- Records shown
>>>>

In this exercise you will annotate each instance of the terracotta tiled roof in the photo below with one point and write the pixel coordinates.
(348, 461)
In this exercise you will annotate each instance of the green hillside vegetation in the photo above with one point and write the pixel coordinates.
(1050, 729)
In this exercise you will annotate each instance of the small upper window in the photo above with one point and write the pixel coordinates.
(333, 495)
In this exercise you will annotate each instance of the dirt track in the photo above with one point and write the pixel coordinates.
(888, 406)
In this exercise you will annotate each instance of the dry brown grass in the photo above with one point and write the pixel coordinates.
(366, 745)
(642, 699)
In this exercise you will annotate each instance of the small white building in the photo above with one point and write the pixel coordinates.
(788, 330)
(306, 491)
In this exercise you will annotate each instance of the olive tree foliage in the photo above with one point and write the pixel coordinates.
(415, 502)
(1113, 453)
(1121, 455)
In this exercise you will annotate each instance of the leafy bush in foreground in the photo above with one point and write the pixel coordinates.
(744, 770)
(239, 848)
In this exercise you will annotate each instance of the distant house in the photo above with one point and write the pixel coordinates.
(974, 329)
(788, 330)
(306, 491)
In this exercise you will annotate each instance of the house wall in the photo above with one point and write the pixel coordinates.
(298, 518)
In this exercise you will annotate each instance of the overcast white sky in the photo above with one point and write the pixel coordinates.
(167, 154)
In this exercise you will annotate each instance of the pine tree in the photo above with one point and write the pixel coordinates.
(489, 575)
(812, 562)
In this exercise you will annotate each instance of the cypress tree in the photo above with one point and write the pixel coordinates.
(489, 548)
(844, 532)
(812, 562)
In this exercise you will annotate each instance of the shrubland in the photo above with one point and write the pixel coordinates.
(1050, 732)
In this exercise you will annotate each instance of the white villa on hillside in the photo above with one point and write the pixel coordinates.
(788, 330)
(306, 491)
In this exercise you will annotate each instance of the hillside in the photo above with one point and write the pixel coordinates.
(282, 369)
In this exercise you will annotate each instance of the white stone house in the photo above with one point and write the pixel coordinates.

<<<<

- Task requirements
Copy the data above word for word, from the line containing "the white villa" down to the last line of the data.

- Full solution
In this exercise you will annotate each instance of the white villa on hillside in the photo above with one point and write the pixel coordinates.
(788, 330)
(306, 491)
In this exercise you will annotate each instance of the hillside in the photo above with one point and write the pixel coordinates.
(282, 369)
In this exercise you will annotate each instance of the white stone house in the photo above with one point and write the pixel coordinates.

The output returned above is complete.